This week, at age 103, Agnes Keleti passed away. She lived through over a century and changed the world of gymnastics forever. In Israel, where she resided for half of her storied life, they call her “the mother of Israeli gymnastics.” She made it there in 1957, a year after seeking asylum in Australia after the 1956 Hungarian uprising. Keleti previously told JTA that she left because of the antisemitism in the country. It was hard to be a Jew there, even if you were (and remain) one of the country’s most decorated athletes.

It was in Israel where she achieved what her son calls her “victory against the Nazis” — she became a mother at age 41, and had two sons. On her 100th birthday, Keleti shared with Haaretz that her biggest achievement was “starting a new life in Israel, starting her family, having two children, Daniel and Rafael, who are successful, happy, and love what they do.”

Keleti was 18, one of two daughters of a well-to-do Jewish family in Budapest, when World War II broke out and dashed her hopes of participating in the 1940 Olympics. A year later, she was barred from her athletics club. She turned her focus to survival, taking on a false identity and working as a maid and a munitions worker, and helping her mother and sister in hiding. During the siege of Budapest, she recalls helping collect the bodies of dead Jews in the morning: “We dug tunnels with our bare hands to throw the bodies of the Jews inside.”

Agnes Keleti, was, by all accounts, a badass: a survivor, a woman who marched to the beat of her own drum and who didn’t mince her words. Eventually training young gymnasts, she said the secret to her success was to drive herself hard, and she drove the girls she trained hard, too. “It’s the only way to get performance. Being nice and motherly doesn’t do it,” she explained in 2019.

“She was a tough cookie,” Israeli Sergiusz Lipczyc, who witnessed her work at Israel’s Wingate Institution, recalled in an interview with JTA. “I remember her correcting one girl’s exercise by saying in front of everybody, ‘Don’t open your legs like that, it’s not nighttime just yet.’”

• [Task requirements]: Swap "the girls she trained" for "her students" in the passage on Agnes Keleti between "Agnes Keleti, was, by" and "explained in 2019.", inclusive, and write out that stretch with the change. Rely only on the passage on Agnes Keleti.

• [Entries shown]:

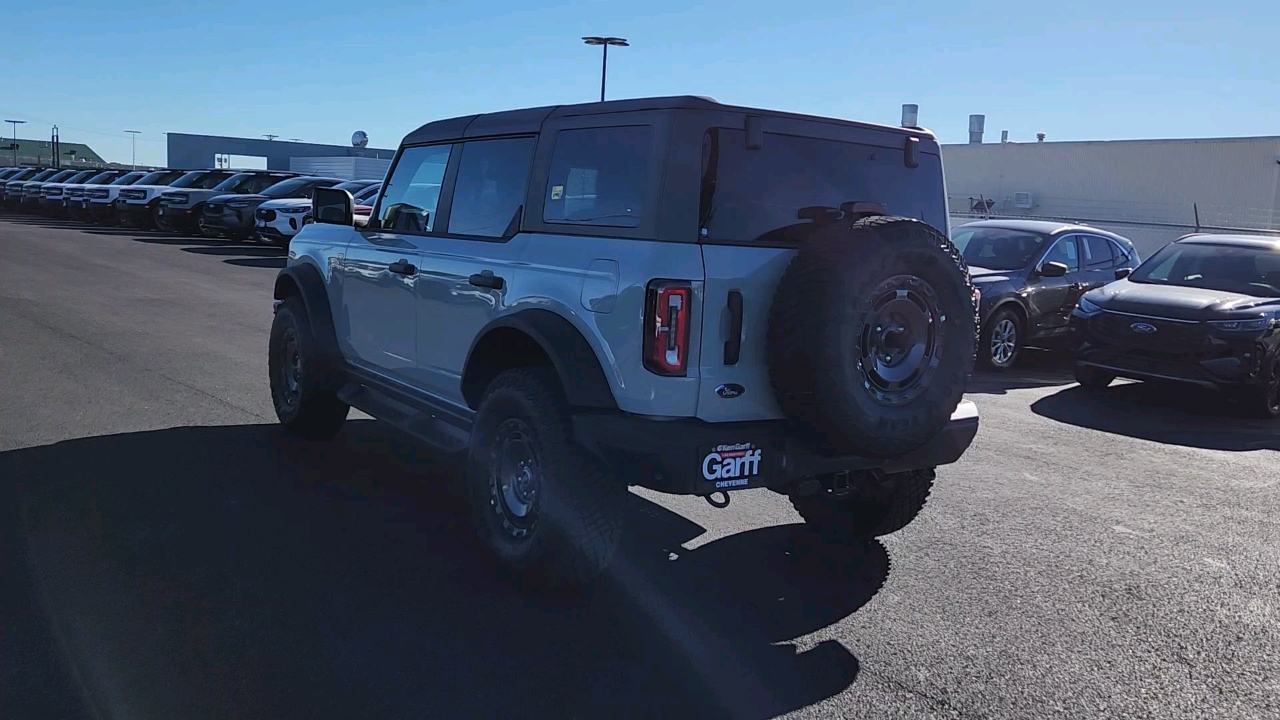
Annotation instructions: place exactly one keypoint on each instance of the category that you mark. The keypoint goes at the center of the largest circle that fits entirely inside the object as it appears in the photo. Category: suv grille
(1170, 336)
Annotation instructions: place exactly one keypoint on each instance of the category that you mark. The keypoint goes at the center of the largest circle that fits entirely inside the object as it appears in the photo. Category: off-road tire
(986, 347)
(821, 320)
(580, 505)
(859, 519)
(309, 411)
(1092, 378)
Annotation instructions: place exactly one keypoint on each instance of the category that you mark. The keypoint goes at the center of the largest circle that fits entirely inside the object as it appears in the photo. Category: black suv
(1029, 274)
(1203, 310)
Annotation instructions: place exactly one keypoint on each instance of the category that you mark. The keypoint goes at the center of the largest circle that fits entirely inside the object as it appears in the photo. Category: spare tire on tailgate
(872, 336)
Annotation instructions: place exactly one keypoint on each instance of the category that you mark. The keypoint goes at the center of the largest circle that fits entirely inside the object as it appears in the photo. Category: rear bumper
(695, 458)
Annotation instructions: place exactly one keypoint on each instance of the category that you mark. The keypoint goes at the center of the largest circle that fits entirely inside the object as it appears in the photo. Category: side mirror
(1052, 269)
(333, 206)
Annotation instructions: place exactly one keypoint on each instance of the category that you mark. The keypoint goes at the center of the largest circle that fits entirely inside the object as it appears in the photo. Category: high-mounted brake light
(666, 322)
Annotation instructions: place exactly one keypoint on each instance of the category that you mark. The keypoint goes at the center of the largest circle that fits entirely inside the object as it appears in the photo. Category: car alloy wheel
(1004, 342)
(515, 478)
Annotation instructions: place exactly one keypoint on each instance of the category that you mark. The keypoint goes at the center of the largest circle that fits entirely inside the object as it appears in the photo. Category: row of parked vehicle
(1202, 310)
(243, 205)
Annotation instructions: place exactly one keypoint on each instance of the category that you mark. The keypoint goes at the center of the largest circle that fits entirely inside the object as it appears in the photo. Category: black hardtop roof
(1235, 240)
(530, 119)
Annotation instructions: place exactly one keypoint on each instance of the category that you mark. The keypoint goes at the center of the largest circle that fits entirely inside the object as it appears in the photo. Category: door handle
(402, 268)
(485, 278)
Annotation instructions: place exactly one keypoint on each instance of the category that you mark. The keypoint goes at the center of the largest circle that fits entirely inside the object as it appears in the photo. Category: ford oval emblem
(730, 391)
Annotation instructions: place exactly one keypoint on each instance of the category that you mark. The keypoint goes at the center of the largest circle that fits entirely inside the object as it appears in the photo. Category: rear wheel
(1001, 340)
(1092, 378)
(542, 505)
(304, 406)
(878, 507)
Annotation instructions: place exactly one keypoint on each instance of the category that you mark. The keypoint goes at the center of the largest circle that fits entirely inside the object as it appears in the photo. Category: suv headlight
(1088, 308)
(1251, 324)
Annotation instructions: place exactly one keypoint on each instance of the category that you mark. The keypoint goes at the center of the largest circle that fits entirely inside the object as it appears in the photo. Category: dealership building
(197, 151)
(1151, 191)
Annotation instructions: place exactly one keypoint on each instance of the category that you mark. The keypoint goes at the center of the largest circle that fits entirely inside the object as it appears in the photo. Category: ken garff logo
(730, 390)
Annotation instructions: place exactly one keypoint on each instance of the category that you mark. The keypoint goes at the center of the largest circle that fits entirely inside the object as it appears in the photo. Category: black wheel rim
(515, 478)
(903, 340)
(1004, 342)
(289, 370)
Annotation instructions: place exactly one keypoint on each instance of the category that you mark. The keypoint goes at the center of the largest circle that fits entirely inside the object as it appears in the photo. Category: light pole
(604, 45)
(135, 133)
(16, 123)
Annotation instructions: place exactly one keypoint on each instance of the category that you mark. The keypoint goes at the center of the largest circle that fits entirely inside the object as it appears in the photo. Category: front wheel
(1266, 400)
(865, 513)
(1092, 378)
(304, 406)
(1001, 340)
(542, 505)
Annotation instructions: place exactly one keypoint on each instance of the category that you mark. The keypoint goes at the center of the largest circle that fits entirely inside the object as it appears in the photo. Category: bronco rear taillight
(666, 323)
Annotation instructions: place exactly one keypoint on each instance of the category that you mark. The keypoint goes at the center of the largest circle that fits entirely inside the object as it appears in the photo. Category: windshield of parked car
(204, 180)
(295, 187)
(1228, 268)
(128, 178)
(997, 249)
(353, 187)
(159, 177)
(234, 182)
(789, 187)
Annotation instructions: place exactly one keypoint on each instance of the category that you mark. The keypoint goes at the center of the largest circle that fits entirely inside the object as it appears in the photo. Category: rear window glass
(778, 194)
(997, 249)
(599, 177)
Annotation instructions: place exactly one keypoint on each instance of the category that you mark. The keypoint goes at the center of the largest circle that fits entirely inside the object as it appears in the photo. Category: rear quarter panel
(599, 285)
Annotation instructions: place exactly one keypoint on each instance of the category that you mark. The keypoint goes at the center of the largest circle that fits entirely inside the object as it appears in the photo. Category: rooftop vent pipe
(910, 115)
(977, 123)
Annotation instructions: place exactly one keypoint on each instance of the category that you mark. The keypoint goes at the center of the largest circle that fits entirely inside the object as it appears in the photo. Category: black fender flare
(574, 359)
(305, 281)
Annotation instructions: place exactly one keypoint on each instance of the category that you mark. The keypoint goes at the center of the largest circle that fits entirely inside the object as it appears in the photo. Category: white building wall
(1147, 190)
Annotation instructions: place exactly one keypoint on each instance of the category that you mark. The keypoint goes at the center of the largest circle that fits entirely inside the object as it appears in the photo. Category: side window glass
(1097, 254)
(1064, 251)
(599, 177)
(489, 194)
(412, 191)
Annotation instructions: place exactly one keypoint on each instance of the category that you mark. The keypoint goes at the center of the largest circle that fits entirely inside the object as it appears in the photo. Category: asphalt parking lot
(169, 552)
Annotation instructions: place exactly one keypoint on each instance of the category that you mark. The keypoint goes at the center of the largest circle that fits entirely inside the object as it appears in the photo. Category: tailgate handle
(734, 345)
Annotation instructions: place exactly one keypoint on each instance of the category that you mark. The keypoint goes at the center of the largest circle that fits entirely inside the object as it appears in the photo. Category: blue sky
(319, 71)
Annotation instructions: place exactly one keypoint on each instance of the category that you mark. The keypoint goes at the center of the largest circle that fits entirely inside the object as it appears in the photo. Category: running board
(423, 424)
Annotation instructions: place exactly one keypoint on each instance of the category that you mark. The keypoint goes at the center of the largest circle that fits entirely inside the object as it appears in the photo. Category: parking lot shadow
(1171, 414)
(234, 572)
(1033, 369)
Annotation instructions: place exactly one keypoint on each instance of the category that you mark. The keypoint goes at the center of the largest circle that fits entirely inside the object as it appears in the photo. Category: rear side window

• [Your solution]:
Agnes Keleti, was, by all accounts, a badass: a survivor, a woman who marched to the beat of her own drum and who didn’t mince her words. Eventually training young gymnasts, she said the secret to her success was to drive herself hard, and she drove her students hard, too. “It’s the only way to get performance. Being nice and motherly doesn’t do it,” she explained in 2019.